== TESTO DI PARTENZA ==
□ □ □
21 maggio 2011

Il nostro dolore è politico

Our inner pain as a political issue (about Lorella Zanardo, author of the docufilm “The women's body”, and media female body image)

Lorella Zanardo, autrice de “Il corpo delle donne” molto visto e molto discusso, è oggetto da tempo di una sorta di “stalking mediatico” da parte della trasmissione “Striscia la notizia”, la cui troupe l'ha aspettata per coglierla sola di ritorno a casa e piantarle in faccia le luci della ribalta intimandole di discolparsi per la sua detestabile opera.
□ □ □
== CONSEGNA 1 ==
Riformula in modo più conciso il paragrafo del testo di partenza che comincia con “Lorella Zanardo, autrice de”, conservandone i fatti principali.
== CONSEGNA 2 ==
Duplica il passo del testo di partenza che va da “Il nostro dolore” fino a “female body image)” compreso.
I dati non hanno alcun legame con il testo di partenza.
□ □ □
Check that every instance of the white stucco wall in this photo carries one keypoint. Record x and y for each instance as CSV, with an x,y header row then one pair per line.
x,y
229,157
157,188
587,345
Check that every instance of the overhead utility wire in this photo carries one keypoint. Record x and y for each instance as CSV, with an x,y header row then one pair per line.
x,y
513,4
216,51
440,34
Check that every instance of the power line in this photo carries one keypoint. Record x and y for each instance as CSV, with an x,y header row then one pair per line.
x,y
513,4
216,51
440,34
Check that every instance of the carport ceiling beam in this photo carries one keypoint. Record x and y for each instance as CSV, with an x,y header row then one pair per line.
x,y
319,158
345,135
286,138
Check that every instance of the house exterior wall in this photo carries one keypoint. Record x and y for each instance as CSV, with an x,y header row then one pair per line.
□ □ □
== RISPOSTA SCRITTA 1 ==
Lorella Zanardo, autrice del molto discusso “Il corpo delle donne”, subisce da tempo una sorta di “stalking mediatico” da parte di “Striscia la notizia”. La troupe l'ha attesa mentre rientrava a casa da sola, le ha puntato le luci in faccia e le ha intimato di discolparsi per la sua opera.

== RISPOSTA SCRITTA 2 ==
Il nostro dolore è politico

Our inner pain as a political issue (about Lorella Zanardo, author of the docufilm “The women's body”, and media female body image)